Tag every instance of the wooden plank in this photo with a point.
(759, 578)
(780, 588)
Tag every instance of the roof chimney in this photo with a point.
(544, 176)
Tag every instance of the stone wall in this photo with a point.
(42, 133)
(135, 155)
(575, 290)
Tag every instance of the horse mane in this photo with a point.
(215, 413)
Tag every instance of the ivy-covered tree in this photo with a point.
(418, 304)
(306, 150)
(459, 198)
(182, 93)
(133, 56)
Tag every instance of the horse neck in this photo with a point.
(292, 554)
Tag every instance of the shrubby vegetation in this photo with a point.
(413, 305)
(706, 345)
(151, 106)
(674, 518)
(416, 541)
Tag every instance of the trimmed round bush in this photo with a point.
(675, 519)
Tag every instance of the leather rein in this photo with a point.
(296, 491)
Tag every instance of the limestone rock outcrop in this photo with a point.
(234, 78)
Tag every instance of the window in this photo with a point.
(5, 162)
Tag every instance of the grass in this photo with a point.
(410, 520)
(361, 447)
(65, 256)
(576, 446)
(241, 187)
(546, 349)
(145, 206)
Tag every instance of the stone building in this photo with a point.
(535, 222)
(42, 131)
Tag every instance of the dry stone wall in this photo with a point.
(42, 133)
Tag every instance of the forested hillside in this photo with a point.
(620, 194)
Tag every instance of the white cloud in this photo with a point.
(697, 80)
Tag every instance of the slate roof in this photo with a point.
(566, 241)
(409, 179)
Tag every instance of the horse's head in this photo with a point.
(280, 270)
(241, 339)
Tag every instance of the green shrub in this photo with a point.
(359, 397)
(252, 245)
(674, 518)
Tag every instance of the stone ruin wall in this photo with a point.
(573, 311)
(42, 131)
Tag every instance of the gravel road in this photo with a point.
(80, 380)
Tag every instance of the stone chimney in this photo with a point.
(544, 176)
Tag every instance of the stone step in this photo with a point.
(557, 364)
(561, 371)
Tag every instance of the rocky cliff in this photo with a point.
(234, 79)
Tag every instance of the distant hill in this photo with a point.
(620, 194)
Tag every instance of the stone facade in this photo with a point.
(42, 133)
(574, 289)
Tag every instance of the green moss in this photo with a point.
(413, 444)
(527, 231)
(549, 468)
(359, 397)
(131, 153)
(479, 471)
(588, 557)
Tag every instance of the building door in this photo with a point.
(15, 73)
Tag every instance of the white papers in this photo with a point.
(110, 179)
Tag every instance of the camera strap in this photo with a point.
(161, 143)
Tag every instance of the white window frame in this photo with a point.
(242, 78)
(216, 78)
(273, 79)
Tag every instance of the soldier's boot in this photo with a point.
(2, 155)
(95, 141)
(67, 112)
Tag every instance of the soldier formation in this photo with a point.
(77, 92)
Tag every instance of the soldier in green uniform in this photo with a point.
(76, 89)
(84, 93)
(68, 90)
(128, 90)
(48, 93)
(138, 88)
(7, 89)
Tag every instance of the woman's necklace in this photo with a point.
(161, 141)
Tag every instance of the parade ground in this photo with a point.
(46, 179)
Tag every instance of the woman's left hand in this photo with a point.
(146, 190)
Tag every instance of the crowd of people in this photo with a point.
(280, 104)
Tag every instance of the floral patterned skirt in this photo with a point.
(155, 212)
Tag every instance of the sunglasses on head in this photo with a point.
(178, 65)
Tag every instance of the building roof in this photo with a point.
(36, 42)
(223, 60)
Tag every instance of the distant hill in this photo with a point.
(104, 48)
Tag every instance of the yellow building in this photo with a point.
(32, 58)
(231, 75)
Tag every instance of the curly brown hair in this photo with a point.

■ ■ ■ ■ ■ ■ ■

**Goal**
Please copy every item above word for word, without any changes.

**Result**
Tag every instance of the wooden plank in this photo with a point.
(759, 578)
(780, 588)
Tag every instance of the roof chimney in this photo with a point.
(544, 176)
Tag every instance of the stone wall in this photo with a point.
(42, 133)
(135, 155)
(575, 290)
Tag every instance of the horse mane in this photo with a point.
(215, 413)
Tag every instance of the ivy-covered tree in this photo with a point.
(418, 304)
(306, 150)
(459, 198)
(182, 93)
(133, 56)
Tag every instance of the horse neck in this photo with a point.
(292, 554)
Tag every instance of the shrubby vegetation in this photo with a point.
(413, 305)
(706, 345)
(151, 106)
(674, 518)
(416, 541)
Tag every instance of the trimmed round bush in this photo with a point.
(675, 519)
Tag every instance of the leather rein in this photo with a point.
(296, 491)
Tag every instance of the limestone rock outcrop in this photo with a point.
(234, 78)
Tag every instance of the window in this photo with a point.
(5, 162)
Tag every instance of the grass in this photo with a point.
(410, 520)
(361, 447)
(65, 256)
(576, 446)
(241, 187)
(546, 349)
(145, 206)
Tag every instance of the stone building in this photo with a point.
(535, 222)
(42, 131)
Tag every instance of the dry stone wall in this photo with a point.
(42, 133)
Tag every instance of the forested hillside in this photo with a point.
(620, 194)
Tag every instance of the white cloud in this photo with a point.
(697, 80)
Tag every instance of the slate roof in this photo with a point.
(566, 241)
(409, 179)
Tag every instance of the horse's head in this photo with a point.
(280, 270)
(241, 339)
Tag every instance of the green shrub in this photo with a point.
(359, 397)
(252, 245)
(674, 518)
Tag every instance of the stone ruin wall in this photo with a point.
(573, 311)
(42, 131)
Tag every instance of the gravel road in this photo with a point.
(80, 380)
Tag every instance of the stone chimney in this photo with a point.
(544, 176)
Tag every instance of the stone step in this photo with a point.
(557, 364)
(561, 371)
Tag every instance of the rocky cliff in this photo with a point.
(234, 79)
Tag every instance of the distant hill in this photo with a point.
(620, 194)
Tag every instance of the stone facade in this photo with a point.
(42, 133)
(574, 289)
Tag every instance of the green moss in this photo with a point.
(413, 444)
(527, 231)
(549, 468)
(359, 397)
(131, 153)
(479, 471)
(588, 557)
Tag every instance of the building door in this photo with a point.
(15, 73)
Tag every instance of the white papers in this photo with a point.
(110, 179)
Tag every instance of the camera strap in this photo with a point.
(161, 143)
Tag every instance of the white window frame in this photo with a point.
(242, 78)
(216, 78)
(273, 79)
Tag every instance of the soldier's boot in this photo with a point.
(2, 155)
(95, 141)
(67, 112)
Tag every instance of the soldier formation in this photo with a point.
(77, 92)
Tag every instance of the soldier in green uniform in this photo with a point.
(76, 89)
(84, 93)
(68, 90)
(128, 90)
(48, 93)
(138, 88)
(7, 89)
Tag every instance of the woman's necklace in this photo with a point.
(161, 141)
Tag every instance of the parade ground in this photo with a point.
(46, 179)
Tag every instance of the woman's left hand in this photo with a point.
(146, 190)
Tag every instance of the crowd of people in this photo with a point.
(280, 104)
Tag every instance of the floral patterned skirt in this photo with a point.
(155, 212)
Tag every instance of the sunglasses on head in this photo with a point.
(178, 65)
Tag every instance of the building roof in this photo with a point.
(36, 42)
(223, 60)
Tag every instance of the distant hill in this photo with a point.
(104, 48)
Tag every instance of the yellow building in this photo with a point.
(32, 58)
(231, 75)
Tag every instance of the curly brown hair in this photo with a point.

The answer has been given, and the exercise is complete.